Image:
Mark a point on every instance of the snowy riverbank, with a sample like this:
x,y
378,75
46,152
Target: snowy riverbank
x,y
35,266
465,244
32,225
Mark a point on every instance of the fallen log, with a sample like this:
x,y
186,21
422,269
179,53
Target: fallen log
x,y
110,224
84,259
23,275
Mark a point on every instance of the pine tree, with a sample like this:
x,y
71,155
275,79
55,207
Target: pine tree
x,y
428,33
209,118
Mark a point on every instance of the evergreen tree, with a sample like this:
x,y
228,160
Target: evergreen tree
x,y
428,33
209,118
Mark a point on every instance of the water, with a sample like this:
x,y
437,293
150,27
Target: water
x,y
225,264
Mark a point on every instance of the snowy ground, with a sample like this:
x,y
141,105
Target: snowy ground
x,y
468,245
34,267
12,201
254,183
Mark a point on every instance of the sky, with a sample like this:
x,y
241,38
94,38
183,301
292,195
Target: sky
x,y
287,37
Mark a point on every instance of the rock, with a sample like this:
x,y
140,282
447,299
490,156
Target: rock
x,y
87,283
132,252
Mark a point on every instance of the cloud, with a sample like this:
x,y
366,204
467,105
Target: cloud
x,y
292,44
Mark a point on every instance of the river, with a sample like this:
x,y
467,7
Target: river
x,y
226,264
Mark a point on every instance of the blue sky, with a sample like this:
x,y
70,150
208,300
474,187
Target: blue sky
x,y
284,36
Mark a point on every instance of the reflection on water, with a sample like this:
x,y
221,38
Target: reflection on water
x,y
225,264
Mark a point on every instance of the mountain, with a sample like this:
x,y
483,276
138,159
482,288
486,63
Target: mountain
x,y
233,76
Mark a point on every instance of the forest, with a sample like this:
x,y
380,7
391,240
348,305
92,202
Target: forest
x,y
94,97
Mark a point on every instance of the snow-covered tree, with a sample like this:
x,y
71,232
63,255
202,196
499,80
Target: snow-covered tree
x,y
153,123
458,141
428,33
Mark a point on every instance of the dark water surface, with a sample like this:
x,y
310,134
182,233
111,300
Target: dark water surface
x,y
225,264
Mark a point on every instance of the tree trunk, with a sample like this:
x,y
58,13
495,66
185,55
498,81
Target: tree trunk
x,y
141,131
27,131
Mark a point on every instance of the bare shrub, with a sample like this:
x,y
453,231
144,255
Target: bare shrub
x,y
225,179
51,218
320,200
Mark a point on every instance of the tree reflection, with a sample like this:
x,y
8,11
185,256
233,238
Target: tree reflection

■ ■ ■ ■

Problem description:
With nothing left out, output the whole listing exactly.

Solution below:
Image:
Mark a point on every instance of the snowy riverbank, with a sample like this:
x,y
378,75
46,152
Target: snowy riverbank
x,y
35,266
465,244
32,225
Mark a point on every instance of the fallen log, with a sample like this:
x,y
186,21
422,269
179,53
Target: fallen log
x,y
110,224
84,259
23,275
Mark a point on every instance of the pine tree, with a sample like this:
x,y
71,155
275,79
55,207
Target: pine tree
x,y
428,33
209,118
Mark a point on every instance of the evergreen tree, with a sample like this:
x,y
228,160
Target: evergreen tree
x,y
428,33
209,118
Mark a point on every instance of the water, with a sample like this:
x,y
437,293
150,27
Target: water
x,y
225,264
Mark a point on every instance of the snowy ground, with a sample like this:
x,y
141,105
Target: snowy ground
x,y
468,245
34,267
12,201
254,183
Mark a point on every instance of the sky, with a sample like this:
x,y
241,38
94,38
183,301
292,195
Target: sky
x,y
287,37
Mark a point on every instance of the rock, with a sample like this:
x,y
140,282
447,299
490,156
Target: rock
x,y
87,283
132,252
Mark a point on every instance of the cloud, with a sample like this:
x,y
366,204
467,105
Target: cloud
x,y
292,44
Mark a point on every instance of the river, with a sample like this:
x,y
467,7
Target: river
x,y
226,264
Mark a point on every instance of the blue sky, with a sample like this:
x,y
70,150
208,300
474,187
Target: blue sky
x,y
284,36
Mark a point on every instance of the reflection on water, with a sample like this:
x,y
221,38
Target: reflection on water
x,y
225,264
Mark a point on every instance of the mountain, with a sample like this:
x,y
483,276
138,159
482,288
486,63
Target: mountain
x,y
233,76
Mark a point on every instance of the forest, with a sample like this:
x,y
380,7
391,240
348,305
92,202
Target: forest
x,y
94,97
Mark a point on every instance of the snow-covered tree, with a sample like this:
x,y
71,232
63,255
202,196
499,80
Target: snow-covered tree
x,y
153,123
458,141
428,33
Mark a point on every instance of the dark water surface, with a sample like this:
x,y
310,134
182,233
111,300
Target: dark water surface
x,y
225,264
Mark a point on every instance of the tree trunk, with a sample like this:
x,y
58,13
495,66
185,55
498,81
Target: tree trunk
x,y
141,131
27,131
Mark a point on every instance of the bare shrub, with a sample like this:
x,y
453,231
144,255
Target: bare shrub
x,y
225,179
51,218
320,200
Mark a point on every instance of the tree reflection, with a sample like this:
x,y
8,11
185,256
233,238
Target: tree reflection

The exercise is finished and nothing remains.